*Çıkarılan metin:*
==================================================
YAZARLAR

24 Kasım 2025 Pazartesi, 19:06

Küresel Ticarette Jeopolitik Gerilimlerin Etkisi

Sanayi devriminden bu tarafa global ticaretin yönünü ve hızını belirleyen pek çok faktör tarih sayfasında yerini almakta beraber ve bunlar zaman zaman ön plana çıkarak dönemin sahnelerinde ön plana çıkabilmektedir. Ancak, global ticaretin her zaman arka planda kalmakla beraber, gerçek yönlendiricisi jeopolitik gelişmelerdir.

 

Dünya ticaretinin yönlendirici kurum ve kuruluşlarının yanında önemli aktörleri genelde büyük ekonomiler olmaktadır. Dünyanın en büyük ve özel pazarlarından biri olan ABD, dünyanın en büyük ithalatçısı konumundadır. Yine Amerikan menşeli sermaye, dünyadaki en büyük doğrudan yatırımcılarının başında gelmektedir. Diğer taraftan, dünyanın üretim merkezi konumuna gelen Çin ekonomisi, Çin devletinin yeni hedefler peşinde koşmasının da arkasındaki güçtür. Birleşik Devletler tüm dünyada üretilen yurt içi hasılanın yaklaşık % 26’sını tek başına sağlamaktadır.

Bu oran Çin için % 17 dolayındadır ama burada kritik olan Çin’e ilişkin verilerin her sene artarak artma eğiliminde olmasıdır (1). Sonuç olarak bu iki ekonominin küresel ekonomi çıktısının % 43’ünü tek başlarına sağlayacak ve kontrol edecek düzeydedir. Çin’in toplam ihracatının % 14.7’si ABD’ye yapılmaktadır (2). ABD’nin toplam ithalatı içinde Çin’in önlenemez yükselişine ABD’nin aynı şekilde cevap verememesi, ABD içinde hem hükümet kanadında hem de sanayi kesiminde ciddi eleştirilerin oluşmasına neden olmuştur. ABD’nin Çin’e getirdiği % 30’ların üzerindeki ek tarifelerin asıl nedeni buradaki ABD aleyhine olan gelişmelerdir. Tabi “karşılıklılık” prensibi gereği Çin hükümetinin benzer bir uygulamayı hayata geçirmesi bir anda iki büyük ekonominin karşılıklı restleşmesini ve ABD tarafında gümrük tarifelerinin neredeyse % 100 e yakın bir artışın gelebileceği sinyali işleri daha da içinden çıkılmaz hale getirmektedir.

Yukarıda çok kısa özetlenen gelişmeler, neredeyse en büyük küreselleşme akımının gerçekleştiği 1970’lerden bu tarafa serbest ticaretin karşılaştığı en büyük değişim sinyalini vermektedir.
==================================================
İşaretleme verilerinden alıntılar:
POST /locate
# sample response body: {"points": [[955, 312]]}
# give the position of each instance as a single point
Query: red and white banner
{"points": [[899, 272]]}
==================================================
*Yapılacak iş:*
Küresel ticarette jeopolitik gerilimler konulu metne göre Çin'in toplam ihracatının yüzde kaçı ABD'ye yapılmaktadır?

*Eksiksiz yanıt:*
Çin'in toplam ihracatının % 14.7'si ABD'ye yapılmaktadır.